Text block -
--

A national organization that supports oil and gas leaseholders is furious that Pennsylvania legislators passed a bill that its members claim would allow forced pooling in the state. They are urging people to contact Gov. Tom Corbett to get a veto.

According to the Pennsylvania chapter of the National Association of Royalty Owners (NARO), the group was repeatedly told over the last two weeks that SB 259, which passed on Sunday, did not contain a provision allowing forced pooling.

SB 259 and a second bill, HB 1414, both contain language, labeled as Section 2.1, which addresses apportionment. The bills stipulate that “where an operator has the right to develop multiple contiguous leases separately, the operator may develop those leases jointly by horizontal drilling unless expressly prohibited by a lease.”

The section continues, saying that “in determining the royalty where multiple contiguous leases are developed, in the absence of an agreement by all affected royalty owners, the production shall be allocated to each lease in such proportion as the operator reasonably determines to be attributable to each lease.”

Dale Tice, an attorney with the firm Marshall, Parker & Associates LLC, said NARO was surprised the language contained in Section 2.1 was added to the bills. He said many landowners hold old oil and gas leases that allowed pooling of formations below the Onondaga Horizon, but not the Marcellus Shale. Others hold oil leases now held by shallow gas production with vertical wells, but which don’t include a pooling provision and pay the state’s minimum royalty of 12.5%.

“In order to include these leases in a Marcellus production unit, the gas company has to negotiate an amendment to the lease in allowing pooling of the Marcellus formation,” Tice said in a statement posted on NARO’s website. “This negotiation provides the landowner an opportunity to negotiate a better lease with a higher royalty and increased landowner protection…”

“My concern is that Section 2.1 may be construed to allow these old leases that don’t have a pooling provision — but don’t expressly prohibit it — to be included in [a] production unit that will be developed with horizontal drilling, without the lessor’s agreement to amend the lease to allow Marcellus pooling,” Tice said.

If that happens, Tice said the Pennsylvania General Assembly “will have effectively eliminated the impacted landowners’ ability to negotiate landowner-friendly terms or a higher royalty into a lease amendment.”

Trevor Walczak, vice president of NARO’s Pennsylvania chapter, also railed against Section 2.1. “This provision has no place in this bill,” Walczak said. “If the legislature wants to expand our antiquated and predatory pooling laws, we should do it in the light of day with the people who will be most affected, not behind closed doors with the people who will benefit the most by it.

“This is the fox watching the hen house. It’s bad business and bad politics.”

--

Recorded information -
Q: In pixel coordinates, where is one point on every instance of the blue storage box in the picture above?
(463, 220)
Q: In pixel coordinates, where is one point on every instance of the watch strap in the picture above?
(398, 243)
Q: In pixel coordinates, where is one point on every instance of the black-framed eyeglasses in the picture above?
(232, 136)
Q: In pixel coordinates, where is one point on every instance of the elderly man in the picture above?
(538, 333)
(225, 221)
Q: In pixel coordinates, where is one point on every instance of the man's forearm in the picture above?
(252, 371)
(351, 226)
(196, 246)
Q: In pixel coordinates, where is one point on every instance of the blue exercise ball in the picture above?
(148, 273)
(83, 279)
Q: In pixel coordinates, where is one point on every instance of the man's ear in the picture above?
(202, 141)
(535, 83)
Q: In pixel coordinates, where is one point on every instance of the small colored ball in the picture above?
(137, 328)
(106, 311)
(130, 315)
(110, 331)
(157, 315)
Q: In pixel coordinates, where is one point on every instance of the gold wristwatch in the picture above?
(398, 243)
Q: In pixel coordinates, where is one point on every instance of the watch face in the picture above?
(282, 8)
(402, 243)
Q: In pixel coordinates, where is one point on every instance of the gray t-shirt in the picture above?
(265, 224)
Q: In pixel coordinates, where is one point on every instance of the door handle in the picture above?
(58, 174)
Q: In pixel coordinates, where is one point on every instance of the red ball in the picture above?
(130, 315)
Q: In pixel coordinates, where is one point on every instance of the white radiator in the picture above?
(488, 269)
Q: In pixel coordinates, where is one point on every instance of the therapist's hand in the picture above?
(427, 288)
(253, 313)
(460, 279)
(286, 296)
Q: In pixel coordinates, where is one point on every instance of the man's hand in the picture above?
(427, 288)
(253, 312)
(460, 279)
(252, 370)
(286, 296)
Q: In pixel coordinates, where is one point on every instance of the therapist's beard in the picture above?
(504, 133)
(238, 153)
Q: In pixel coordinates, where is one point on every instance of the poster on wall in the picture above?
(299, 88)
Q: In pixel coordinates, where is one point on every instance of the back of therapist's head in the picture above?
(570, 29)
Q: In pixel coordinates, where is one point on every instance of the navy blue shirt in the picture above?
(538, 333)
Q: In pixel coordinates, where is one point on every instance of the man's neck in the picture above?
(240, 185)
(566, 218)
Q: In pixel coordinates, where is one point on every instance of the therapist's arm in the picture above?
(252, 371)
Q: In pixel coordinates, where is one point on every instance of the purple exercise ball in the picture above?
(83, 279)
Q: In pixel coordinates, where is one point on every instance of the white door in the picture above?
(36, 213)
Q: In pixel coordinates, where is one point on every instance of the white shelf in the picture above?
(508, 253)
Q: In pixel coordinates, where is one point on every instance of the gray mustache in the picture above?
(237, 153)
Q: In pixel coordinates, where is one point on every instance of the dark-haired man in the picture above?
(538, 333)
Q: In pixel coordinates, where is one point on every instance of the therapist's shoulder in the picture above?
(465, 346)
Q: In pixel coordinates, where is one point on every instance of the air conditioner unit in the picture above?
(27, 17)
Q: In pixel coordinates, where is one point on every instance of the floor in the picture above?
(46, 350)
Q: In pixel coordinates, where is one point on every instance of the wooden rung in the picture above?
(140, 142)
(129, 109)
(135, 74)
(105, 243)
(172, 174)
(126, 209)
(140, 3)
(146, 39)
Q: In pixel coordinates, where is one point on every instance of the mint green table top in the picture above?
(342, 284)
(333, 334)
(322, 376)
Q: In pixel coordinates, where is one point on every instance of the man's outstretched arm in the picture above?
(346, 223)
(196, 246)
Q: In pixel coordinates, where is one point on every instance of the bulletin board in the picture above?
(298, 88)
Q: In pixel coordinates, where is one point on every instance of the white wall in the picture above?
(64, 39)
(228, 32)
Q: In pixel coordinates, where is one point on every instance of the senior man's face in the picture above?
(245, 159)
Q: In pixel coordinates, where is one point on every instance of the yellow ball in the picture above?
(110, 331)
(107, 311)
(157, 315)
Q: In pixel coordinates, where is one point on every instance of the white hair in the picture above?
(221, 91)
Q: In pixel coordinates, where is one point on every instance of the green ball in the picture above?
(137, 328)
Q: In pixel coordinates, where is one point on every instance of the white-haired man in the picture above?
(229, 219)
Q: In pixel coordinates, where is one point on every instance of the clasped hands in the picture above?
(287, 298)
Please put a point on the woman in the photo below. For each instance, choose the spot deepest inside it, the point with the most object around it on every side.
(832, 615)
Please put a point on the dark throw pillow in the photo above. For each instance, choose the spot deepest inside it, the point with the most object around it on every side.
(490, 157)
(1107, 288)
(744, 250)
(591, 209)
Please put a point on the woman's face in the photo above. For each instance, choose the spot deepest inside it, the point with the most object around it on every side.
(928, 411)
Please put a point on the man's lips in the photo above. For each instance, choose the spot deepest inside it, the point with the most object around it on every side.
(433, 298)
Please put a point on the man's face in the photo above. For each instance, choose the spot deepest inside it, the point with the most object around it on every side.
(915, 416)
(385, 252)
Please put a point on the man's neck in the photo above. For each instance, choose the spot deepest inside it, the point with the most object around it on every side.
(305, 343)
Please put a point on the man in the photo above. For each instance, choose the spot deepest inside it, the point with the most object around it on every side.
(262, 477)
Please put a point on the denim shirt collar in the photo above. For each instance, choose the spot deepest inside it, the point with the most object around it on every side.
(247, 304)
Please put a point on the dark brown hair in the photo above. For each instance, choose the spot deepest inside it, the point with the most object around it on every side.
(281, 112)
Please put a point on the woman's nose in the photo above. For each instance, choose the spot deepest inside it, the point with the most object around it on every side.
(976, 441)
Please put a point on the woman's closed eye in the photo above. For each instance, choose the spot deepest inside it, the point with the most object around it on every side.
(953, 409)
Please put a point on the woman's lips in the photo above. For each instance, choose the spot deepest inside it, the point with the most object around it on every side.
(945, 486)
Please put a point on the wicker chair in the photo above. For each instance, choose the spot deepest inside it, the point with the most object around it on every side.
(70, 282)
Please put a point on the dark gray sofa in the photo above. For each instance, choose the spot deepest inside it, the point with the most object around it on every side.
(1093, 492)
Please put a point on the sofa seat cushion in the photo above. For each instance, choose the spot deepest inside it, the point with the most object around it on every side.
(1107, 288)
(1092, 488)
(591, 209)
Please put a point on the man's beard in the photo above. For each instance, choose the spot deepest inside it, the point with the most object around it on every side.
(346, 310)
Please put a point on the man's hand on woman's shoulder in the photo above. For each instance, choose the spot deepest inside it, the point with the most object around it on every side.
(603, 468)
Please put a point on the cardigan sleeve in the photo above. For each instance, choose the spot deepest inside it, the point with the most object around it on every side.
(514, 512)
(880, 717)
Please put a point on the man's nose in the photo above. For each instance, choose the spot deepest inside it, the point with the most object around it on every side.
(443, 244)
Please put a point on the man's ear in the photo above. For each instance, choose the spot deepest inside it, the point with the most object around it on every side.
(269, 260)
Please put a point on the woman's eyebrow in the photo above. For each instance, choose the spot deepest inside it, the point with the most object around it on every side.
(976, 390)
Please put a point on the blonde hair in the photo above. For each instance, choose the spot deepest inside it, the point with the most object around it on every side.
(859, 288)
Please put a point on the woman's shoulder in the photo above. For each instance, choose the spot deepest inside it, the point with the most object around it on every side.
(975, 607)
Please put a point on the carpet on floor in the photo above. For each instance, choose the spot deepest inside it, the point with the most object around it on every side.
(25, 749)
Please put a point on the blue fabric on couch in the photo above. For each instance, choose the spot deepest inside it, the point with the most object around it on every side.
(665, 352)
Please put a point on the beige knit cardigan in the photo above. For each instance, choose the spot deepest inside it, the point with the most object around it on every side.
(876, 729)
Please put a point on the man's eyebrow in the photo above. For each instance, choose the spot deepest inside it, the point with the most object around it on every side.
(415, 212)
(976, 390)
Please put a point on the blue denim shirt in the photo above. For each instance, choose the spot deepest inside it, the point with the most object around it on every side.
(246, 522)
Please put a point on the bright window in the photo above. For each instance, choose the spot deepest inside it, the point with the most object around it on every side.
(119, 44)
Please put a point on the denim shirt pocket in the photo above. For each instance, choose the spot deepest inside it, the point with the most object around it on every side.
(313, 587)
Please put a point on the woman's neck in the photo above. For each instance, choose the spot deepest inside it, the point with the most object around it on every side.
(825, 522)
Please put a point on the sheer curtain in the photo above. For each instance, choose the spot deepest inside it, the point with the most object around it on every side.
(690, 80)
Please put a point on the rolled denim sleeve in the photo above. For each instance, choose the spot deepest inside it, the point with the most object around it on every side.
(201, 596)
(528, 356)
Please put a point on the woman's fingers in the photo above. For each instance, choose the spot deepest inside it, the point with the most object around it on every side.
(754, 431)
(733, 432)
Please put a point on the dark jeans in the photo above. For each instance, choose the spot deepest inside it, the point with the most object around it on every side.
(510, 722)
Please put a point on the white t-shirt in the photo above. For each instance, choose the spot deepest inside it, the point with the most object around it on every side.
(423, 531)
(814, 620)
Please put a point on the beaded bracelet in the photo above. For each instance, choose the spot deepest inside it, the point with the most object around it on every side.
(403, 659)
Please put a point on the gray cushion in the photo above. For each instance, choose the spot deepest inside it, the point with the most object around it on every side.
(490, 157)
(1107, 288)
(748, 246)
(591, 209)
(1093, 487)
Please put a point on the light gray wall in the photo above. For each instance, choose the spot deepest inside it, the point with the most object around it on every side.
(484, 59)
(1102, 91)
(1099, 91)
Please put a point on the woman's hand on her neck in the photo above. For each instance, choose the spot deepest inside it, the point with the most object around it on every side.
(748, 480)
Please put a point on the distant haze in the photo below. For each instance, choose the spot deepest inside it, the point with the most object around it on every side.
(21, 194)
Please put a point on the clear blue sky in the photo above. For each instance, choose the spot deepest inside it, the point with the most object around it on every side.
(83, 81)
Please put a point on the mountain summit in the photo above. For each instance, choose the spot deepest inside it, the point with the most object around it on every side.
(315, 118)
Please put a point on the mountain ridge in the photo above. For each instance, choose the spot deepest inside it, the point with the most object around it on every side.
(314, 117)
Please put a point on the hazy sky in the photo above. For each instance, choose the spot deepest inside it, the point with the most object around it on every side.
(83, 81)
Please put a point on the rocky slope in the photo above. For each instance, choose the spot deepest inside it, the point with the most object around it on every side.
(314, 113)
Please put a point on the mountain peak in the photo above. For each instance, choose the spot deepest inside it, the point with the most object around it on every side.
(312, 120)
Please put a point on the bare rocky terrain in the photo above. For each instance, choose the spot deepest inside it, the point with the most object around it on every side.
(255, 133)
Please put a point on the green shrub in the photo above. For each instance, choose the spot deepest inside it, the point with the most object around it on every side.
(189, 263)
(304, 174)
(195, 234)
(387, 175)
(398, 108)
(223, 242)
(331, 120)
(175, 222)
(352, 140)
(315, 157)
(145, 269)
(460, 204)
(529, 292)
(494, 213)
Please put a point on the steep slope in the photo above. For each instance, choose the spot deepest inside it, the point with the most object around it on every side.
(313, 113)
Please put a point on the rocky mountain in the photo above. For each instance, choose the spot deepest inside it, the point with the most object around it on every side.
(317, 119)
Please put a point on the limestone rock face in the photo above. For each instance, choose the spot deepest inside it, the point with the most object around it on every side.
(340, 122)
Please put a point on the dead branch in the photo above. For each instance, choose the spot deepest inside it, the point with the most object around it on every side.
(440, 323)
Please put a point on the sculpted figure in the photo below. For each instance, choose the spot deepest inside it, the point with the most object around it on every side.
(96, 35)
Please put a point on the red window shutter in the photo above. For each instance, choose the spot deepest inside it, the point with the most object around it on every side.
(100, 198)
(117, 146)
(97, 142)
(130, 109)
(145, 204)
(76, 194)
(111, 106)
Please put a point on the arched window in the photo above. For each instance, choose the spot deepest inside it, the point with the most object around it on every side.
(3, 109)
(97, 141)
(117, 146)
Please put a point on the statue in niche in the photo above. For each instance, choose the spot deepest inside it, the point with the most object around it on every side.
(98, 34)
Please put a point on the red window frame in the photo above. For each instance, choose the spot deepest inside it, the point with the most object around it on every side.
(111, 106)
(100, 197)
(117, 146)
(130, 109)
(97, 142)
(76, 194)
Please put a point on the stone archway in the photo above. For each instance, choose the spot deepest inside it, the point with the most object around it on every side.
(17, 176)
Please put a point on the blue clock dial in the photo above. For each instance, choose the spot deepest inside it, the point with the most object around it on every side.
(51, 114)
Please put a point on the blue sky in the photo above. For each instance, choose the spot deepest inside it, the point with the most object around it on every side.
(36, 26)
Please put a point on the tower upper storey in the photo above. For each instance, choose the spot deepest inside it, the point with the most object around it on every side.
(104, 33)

--

Task details -
Pick up the article on Pennsylvania's forced pooling bill after its last sentence and continue it. These records serve no purpose here.

Result of this task -
SB 259 passed the state Senate unanimously on Feb. 5, 50-0. It was then sent to the state House of Representatives, and referred to the House Environmental Resources and Energy Committee. The committee amended the bill and passed it, 24-1, on June 25. The amended bill then passed the House on June 28 (167-33), and the Senate on June 30 (48-2), before being sent to Gov. Tom Corbett for his signature.

HB 1414 unanimously passed the House on June 11, 200-0, but it was not introduced in the Senate.

Steve Forde, spokesman for the Marcellus Shale Coalition (MSC), told NGI’s Shale Daily that SB 259 was designed to give royalty owners more information, and to add transparency to the royalty payment process by categorizing various deductions.

“Additionally, this piece of legislation provides for ongoing development of existing leases in the most efficient and environmentally sensitive manner while guaranteeing fair compensation to the landowner,” Forde said Tuesday. “The MSC supports this bill, as it will provide royalty owners with additional information, while also addressing challenges with existing leases that already allow for natural gas development.”

In a statement to NGI’s Shale Daily, SB 259’s primary sponsor, State Sen. Gene Yaw (R-Lycoming), said Section 2.1 was added during House deliberations.

“This language has no relation to forced pooling, as some have suggested,” Yaw said Tuesday. “It simply allows for combining properties already leased by the same company into a larger tract. In other words, one company must own 100% of the leases involved. This will dramatically reduce the amount of surface disturbance while still allowing the royalty owner an opportunity to more efficiently develop their mineral interests.”

It was unclear if Corbett would sign the bill. The Republican governor has been a vocal opponent of forced pooling, dubbing it “private eminent domain” (see Shale Daily, April 27, 2011).